··· PROVIDED DATA ···
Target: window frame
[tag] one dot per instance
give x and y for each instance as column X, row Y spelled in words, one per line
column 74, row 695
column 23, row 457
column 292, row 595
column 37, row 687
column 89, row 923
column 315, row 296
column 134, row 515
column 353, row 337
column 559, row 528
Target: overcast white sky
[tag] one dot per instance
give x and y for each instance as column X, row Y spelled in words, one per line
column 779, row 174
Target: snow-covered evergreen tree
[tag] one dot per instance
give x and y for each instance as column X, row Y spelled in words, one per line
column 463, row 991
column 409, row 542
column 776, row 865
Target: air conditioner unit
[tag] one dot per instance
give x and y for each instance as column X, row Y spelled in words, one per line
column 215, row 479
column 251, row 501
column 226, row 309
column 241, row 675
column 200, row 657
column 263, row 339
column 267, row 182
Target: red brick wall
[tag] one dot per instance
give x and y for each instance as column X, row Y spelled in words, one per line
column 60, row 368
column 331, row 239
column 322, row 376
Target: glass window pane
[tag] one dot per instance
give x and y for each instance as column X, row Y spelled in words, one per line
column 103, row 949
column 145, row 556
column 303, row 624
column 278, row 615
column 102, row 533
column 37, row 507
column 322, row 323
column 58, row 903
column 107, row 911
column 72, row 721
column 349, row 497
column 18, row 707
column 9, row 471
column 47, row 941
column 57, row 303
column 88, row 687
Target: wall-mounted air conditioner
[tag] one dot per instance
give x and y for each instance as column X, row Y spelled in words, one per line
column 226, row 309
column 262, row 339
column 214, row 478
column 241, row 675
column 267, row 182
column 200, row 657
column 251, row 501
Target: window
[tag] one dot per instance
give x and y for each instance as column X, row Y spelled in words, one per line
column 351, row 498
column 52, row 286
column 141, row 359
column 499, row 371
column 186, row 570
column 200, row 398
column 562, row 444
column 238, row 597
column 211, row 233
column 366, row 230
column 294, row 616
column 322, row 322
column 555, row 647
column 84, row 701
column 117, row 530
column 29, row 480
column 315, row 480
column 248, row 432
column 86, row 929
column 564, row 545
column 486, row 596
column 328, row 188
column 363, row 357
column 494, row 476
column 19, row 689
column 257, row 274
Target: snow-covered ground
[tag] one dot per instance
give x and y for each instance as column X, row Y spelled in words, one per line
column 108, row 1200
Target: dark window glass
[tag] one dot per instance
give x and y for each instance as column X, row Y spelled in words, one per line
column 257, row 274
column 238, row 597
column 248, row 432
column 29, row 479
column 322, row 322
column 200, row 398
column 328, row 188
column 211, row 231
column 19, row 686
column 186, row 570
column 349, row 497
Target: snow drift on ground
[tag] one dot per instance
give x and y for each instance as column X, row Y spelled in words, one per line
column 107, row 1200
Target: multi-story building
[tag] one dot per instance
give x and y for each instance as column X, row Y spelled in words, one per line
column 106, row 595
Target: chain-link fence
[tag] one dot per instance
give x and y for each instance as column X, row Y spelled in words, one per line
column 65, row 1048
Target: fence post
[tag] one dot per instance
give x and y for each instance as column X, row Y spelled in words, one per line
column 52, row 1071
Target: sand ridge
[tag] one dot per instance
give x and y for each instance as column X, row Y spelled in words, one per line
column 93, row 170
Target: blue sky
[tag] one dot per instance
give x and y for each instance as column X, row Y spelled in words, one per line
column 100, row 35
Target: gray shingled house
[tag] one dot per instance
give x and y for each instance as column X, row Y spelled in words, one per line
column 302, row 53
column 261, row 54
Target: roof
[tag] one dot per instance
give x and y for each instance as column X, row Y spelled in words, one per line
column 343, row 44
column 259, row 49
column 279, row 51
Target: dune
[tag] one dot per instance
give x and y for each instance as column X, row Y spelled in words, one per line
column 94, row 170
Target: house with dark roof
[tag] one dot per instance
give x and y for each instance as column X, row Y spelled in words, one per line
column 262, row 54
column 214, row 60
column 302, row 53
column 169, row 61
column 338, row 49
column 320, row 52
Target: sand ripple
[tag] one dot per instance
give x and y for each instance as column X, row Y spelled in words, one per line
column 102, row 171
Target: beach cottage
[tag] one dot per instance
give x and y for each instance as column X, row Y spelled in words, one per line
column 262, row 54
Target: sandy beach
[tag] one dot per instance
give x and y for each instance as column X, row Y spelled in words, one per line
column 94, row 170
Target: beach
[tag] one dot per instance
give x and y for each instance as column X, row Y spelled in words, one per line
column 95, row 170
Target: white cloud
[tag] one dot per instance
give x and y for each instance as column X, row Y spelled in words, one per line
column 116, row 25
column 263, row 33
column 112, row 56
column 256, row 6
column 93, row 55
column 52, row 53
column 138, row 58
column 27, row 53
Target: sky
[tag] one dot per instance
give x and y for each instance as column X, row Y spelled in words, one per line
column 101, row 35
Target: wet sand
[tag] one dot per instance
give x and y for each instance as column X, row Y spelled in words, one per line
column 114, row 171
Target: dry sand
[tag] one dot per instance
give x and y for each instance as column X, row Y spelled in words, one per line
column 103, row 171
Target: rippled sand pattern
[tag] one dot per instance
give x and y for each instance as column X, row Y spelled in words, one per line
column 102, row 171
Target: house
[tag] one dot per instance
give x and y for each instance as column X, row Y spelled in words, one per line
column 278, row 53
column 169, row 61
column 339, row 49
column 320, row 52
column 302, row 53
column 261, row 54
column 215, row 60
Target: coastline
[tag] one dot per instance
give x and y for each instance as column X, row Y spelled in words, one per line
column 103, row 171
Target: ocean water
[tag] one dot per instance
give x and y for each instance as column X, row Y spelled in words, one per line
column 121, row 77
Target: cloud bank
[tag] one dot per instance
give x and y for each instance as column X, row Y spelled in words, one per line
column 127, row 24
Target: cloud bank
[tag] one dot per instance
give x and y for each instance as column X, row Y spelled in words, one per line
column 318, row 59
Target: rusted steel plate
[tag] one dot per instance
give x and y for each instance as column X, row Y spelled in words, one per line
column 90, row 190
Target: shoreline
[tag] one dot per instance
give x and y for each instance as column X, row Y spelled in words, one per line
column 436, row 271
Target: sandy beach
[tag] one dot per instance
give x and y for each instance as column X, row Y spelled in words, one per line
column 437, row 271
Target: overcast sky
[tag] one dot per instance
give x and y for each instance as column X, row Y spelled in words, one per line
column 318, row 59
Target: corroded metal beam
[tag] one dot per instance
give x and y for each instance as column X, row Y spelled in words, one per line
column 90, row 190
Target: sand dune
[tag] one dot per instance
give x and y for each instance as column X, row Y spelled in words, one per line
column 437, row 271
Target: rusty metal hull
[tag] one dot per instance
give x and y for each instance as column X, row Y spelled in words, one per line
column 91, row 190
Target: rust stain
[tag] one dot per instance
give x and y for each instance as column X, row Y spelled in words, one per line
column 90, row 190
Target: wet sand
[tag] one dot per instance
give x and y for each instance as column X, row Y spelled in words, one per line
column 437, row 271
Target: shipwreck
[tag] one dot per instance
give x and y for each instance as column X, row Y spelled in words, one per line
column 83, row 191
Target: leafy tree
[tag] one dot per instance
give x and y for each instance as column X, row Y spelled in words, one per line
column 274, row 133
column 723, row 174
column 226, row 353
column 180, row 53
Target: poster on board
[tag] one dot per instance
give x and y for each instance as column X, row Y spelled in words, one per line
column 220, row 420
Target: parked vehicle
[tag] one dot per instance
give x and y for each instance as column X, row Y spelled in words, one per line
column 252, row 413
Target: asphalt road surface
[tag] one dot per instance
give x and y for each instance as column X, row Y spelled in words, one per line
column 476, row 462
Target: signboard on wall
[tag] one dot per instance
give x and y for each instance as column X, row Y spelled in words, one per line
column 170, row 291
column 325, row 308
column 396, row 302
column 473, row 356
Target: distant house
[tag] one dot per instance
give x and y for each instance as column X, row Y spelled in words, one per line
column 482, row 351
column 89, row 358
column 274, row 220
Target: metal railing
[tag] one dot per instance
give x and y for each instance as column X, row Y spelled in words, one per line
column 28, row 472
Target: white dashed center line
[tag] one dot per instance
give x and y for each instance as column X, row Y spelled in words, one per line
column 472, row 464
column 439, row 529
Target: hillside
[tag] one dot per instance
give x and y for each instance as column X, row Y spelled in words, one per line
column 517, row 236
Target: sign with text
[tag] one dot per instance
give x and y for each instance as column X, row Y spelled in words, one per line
···
■ **GIVEN PROBLEM**: Render the lines above, from the line that contains "Target: leafy tree" through the line that contains "column 180, row 53", inclusive, as a JSON list of strings with one string per line and blank lines omitted.

■ **FINISHED EXERCISE**:
[
  "Target: leafy tree",
  "[tag] one dot per instance",
  "give x and y for each instance as column X, row Y spelled in words, one per line",
  "column 274, row 133",
  "column 723, row 174",
  "column 226, row 353",
  "column 180, row 53"
]